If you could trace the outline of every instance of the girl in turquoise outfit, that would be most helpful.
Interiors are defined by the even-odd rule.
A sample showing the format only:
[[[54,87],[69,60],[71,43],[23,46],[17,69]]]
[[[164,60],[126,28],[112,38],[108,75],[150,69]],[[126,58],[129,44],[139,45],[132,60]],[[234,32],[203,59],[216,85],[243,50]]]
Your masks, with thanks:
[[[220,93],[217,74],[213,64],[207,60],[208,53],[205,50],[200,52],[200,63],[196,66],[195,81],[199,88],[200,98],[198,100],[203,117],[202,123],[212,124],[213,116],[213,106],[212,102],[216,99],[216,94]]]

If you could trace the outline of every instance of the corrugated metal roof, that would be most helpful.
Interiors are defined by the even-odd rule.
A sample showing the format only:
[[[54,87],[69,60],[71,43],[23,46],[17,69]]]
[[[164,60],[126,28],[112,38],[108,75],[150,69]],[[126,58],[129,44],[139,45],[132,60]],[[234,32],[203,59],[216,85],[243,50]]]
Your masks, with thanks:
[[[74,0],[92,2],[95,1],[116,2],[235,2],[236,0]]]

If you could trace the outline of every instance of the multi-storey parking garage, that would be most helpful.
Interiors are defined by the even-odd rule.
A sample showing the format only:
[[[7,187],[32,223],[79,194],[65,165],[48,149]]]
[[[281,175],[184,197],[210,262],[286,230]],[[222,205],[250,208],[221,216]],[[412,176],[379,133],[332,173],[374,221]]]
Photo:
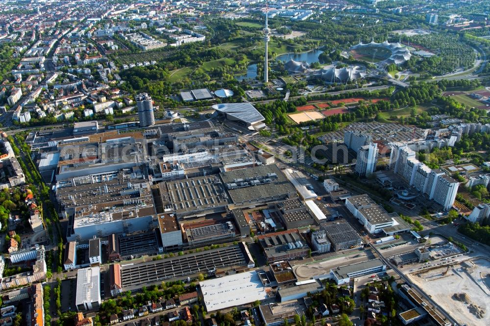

++++++++++++++++++++

- _Requirement_
Rewrite all the entries above, changing every "even-odd rule" to "nonzero winding rule" and keeping everything else the same. Omit the pictures from your answer.

- _Right answer_
If you could trace the outline of every instance of the girl in turquoise outfit, that would be most helpful.
Interiors are defined by the nonzero winding rule.
A sample showing the format only:
[[[54,87],[69,60],[71,43],[23,46],[17,69]]]
[[[164,60],[126,28],[112,38],[108,75],[150,69]],[[126,58],[129,44],[139,45],[132,60]],[[234,32],[203,59],[216,85],[243,50]]]
Your masks, with thanks:
[[[220,93],[217,74],[213,64],[207,60],[208,53],[205,50],[200,52],[200,63],[196,66],[195,81],[199,88],[200,98],[198,100],[203,117],[202,123],[212,124],[213,116],[213,106],[212,102],[216,99],[216,94]]]

If you could trace the outline of every instance of the corrugated metal roof, that would be most helpful.
Interiors are defined by the nonzero winding rule.
A sample showing the format only:
[[[54,87],[69,60],[71,43],[23,46],[17,69]]]
[[[164,60],[126,28],[112,38],[108,75],[150,69]],[[126,58],[129,44],[139,45],[132,60]],[[234,32],[203,59],[216,85],[243,50]]]
Your masks, with thanks:
[[[74,0],[92,2],[95,1],[116,2],[235,2],[236,0]]]

If you could trace the outline of every instance of the multi-storey parking garage, that would be most helpful.
Interiors are defined by the nonzero winding rule.
A sample showing the format only:
[[[7,187],[32,223],[79,194],[65,165],[48,149]]]
[[[281,175],[184,197],[210,262],[286,230]],[[222,205],[250,208],[221,216]],[[412,176],[379,133],[332,173],[374,221]]]
Photo:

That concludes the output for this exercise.